Write out every line of the items below again, requests included, and lower each coordinate in the answer points by 51. Leave the pictures out.
•••
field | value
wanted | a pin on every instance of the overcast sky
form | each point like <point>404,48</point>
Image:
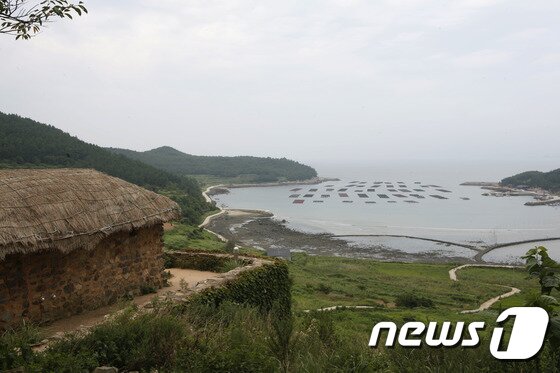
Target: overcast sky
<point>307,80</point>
•••
→ **Answer to the problem**:
field | value
wanted | a pin on every instance of the overcast sky
form | each point like <point>404,48</point>
Image:
Target: overcast sky
<point>256,29</point>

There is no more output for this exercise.